Source passage
::::::::

Terre Thaemlitz: Yeah, just going somewhere and getting a drink, standing in the corner even when I dressed in male clothing. I don’t drink alcohol. I don’t do drugs and that sort of stuff. So I didn’t have this social entry into the scene that other people did and I didn’t have the relaxants or whatever. So, I was always taking everything in a very sober and anti-transcendental way, from the Marxist perspective.

WERE YOU LOOKING FOR LOVERS OR WERE YOU JUST THERE TO HANG OUT?

Terre Thaemlitz: Kinda both, but not really. I never had pick-up skills or luck with dating or anything like that. I wasn’t into the whole cruise scene. I also have problems with male aggression in the Gay cruise scene. So it was kinda complicated in that sense. And then, of course, the way people fetishize you if you’re dressed in Drag — they suddenly think it’s all about some sort of kinky pleasure. For me, clothes — whether I’m dressed as a man or woman — are totally oppressive. They’re totally not fun at all. It’s not like I got dressed up and felt sexy and felt good. Not at all. The same way that when I dressed as a man — I feel that both of these gender patterns around clothing are equally oppressive and ascribe to the same systems of patriarchy. I don’t find liberation anywhere within that system.

I SEE.

Terre Thaemlitz: So of course, when people see you in a dress, they change the way they talk to you. “Oh, girl, you look fabulous,” and all this sort of stuff. It really becomes about their performance around the person in Drag, rather than their trying to connect in any serious way to someone who happens to be Transgender. I think that’s one thing that pushes people to try and look for resolution through physical therapy. You know, hormones and surgery and stuff. In a way, it’s like trying to take things to the next level so that you’re no longer treated as a fetishist freak or whatever. I can sympathize with that.

DID YOU EVER CONSIDER HORMONES?

Terre Thaemlitz: I did, but it’s never been something that I’ve had the finances to think about seriously. I’ve never even had the finances to do something like hair removal, you know? The processes and models of beauty are not really things that are meant to sustain one through a lifetime. So I was very concerned about, how can one possibly maintain the image they feel comfortable with throughout a life where our bodies are constantly changing? While at Sally’s I worked with some older first-wave Transsexuals in their sixties and seventies, so I also had that experience of seeing the effects of time on the Transsexual body. Of course, you also have to think about the effects of hormones on the body and the side effects and all this sort of stuff. For me, economics, aesthetics, technology and risks outweighed the physical discomfort of being as I am.

WHERE WAS THE TECHNOLOGY THEN, IN RELATION TO WHERE IT IS NOW?

::::::::

Task instructions
A - Set down, word for word, the part of the Terre Thaemlitz interview that begins at the words "WERE YOU LOOKING" and stops after the words "within that system.".
B - Resume the Terre Thaemlitz interview from the point where it stops.

Records from a collection

::::::::

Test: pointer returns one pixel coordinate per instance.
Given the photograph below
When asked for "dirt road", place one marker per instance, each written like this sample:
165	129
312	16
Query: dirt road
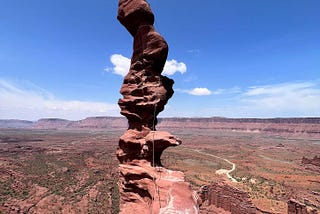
222	171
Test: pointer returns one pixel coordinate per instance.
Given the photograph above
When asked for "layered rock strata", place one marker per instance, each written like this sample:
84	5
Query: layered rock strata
145	186
227	198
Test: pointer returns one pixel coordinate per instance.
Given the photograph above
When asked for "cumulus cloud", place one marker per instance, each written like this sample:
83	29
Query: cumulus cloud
200	92
172	66
120	63
121	66
18	102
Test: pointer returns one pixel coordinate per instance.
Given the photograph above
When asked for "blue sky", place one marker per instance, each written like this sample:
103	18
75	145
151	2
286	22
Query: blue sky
231	58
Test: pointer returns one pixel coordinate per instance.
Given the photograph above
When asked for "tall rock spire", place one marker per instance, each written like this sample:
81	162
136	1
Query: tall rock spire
145	186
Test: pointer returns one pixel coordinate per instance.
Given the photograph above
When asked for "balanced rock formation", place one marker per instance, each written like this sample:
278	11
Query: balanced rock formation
145	186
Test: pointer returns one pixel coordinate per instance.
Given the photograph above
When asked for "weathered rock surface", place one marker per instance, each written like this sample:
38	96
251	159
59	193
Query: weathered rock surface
145	186
295	207
313	161
227	198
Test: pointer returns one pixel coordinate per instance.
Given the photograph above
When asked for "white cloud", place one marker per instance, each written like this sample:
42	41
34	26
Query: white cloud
120	63
33	103
199	92
121	66
172	66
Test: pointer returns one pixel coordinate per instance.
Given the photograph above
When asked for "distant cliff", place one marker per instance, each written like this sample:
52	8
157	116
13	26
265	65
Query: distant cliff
292	126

::::::::

Task-by-task outputs
A -
WERE YOU LOOKING FOR LOVERS OR WERE YOU JUST THERE TO HANG OUT?

Terre Thaemlitz: Kinda both, but not really. I never had pick-up skills or luck with dating or anything like that. I wasn’t into the whole cruise scene. I also have problems with male aggression in the Gay cruise scene. So it was kinda complicated in that sense. And then, of course, the way people fetishize you if you’re dressed in Drag — they suddenly think it’s all about some sort of kinky pleasure. For me, clothes — whether I’m dressed as a man or woman — are totally oppressive. They’re totally not fun at all. It’s not like I got dressed up and felt sexy and felt good. Not at all. The same way that when I dressed as a man — I feel that both of these gender patterns around clothing are equally oppressive and ascribe to the same systems of patriarchy. I don’t find liberation anywhere within that system.

B -
Terre Thaemlitz: It seems that access is a lot better now in terms of people simply having more options on how to get hormones and treatment. Also, regarding surgery, the aesthetics around how the procedures are performed and also the quality and safety of the implants seems to be improving. A lot more attention is being given to F-to-M procedures than in the past, when everything was only M-to-F. You’ll find other people who will be much more able to talk to you about stuff in technical detail. Because it’s still not an option for me, both in terms of choice and economics.

GOTCHA.

Terre Thaemlitz: I don’t want to preoccupy myself with something that’s not gonna happen.

I SEE. IN THE PERFECT WORLD THAT YOU ENVISION, WHAT WOULD YOU BE IN RELATION TO WHAT YOU ARE NOW? WOULD YOU BE THE FEMALE VERSION OF YOURSELF?

Terre Thaemlitz: It’s less about what I would be, and more about who society would let me be. I think that the way in which patriarchies around the world — and I’m saying patriarchies with an “s” because there are very different types of patriarchy — the dominance of patriarchies around the world totally dominate everyone’s sexuality, gender relations and interactions on so many different levels that for me, it’s not really an issue about individual choice, about how does one person become something. For me, it’s more about the process of, how do we un-become? How do we distance ourselves from the patterns of domination that are indoctrinated into us from a very early age? Depending on what toys you’re given — and then if you actually choose to play with the toys that are appropriate for your gender or not, appropriate clothes, and people’s reactions to that — how you either change to conform to what people expect or you resist them, and why you resist them and do the opposite. And usually what you end up doing is the opposite, as opposed to something that’s more complex and interesting.

I THINK THIS IS THE LIMITATION TO MOST TRANSGENDERISM — IT’S KIND OF PREOCCUPIED WITH PATTERNS. ONE OF THE GREAT PROBLEMS WITH TRANSGENDERISM IS THAT IT SHOWS HOW WE AS PEOPLE LACK IN IMAGINATION.

Terre Thaemlitz: The patterns that have a tendency to dominate Transgendered communities still tend to be the conventional patterns that dominate society in general. It’s just a different relationship between the body and power. People tend to forget that Transgender people, as with Lesbians and Gays, have no more imagination than anyone else.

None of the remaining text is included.